_WORK TO COMPLETE_:
Copy every line below exactly.

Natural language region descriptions
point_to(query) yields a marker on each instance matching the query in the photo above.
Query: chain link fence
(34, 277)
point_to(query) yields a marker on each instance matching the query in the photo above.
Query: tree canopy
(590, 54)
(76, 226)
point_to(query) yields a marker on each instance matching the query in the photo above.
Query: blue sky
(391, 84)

_RESPONSE BOX_:
point_to(query) yields a marker on each instance matching the query in the photo above.
Query: chain link fence
(34, 277)
point_to(query) yields a marker on each instance matching the query in the photo above.
Query: tree canopy
(590, 54)
(76, 226)
point_to(query) yields a marker on each instance matching the query in the photo above.
Query: blue sky
(391, 84)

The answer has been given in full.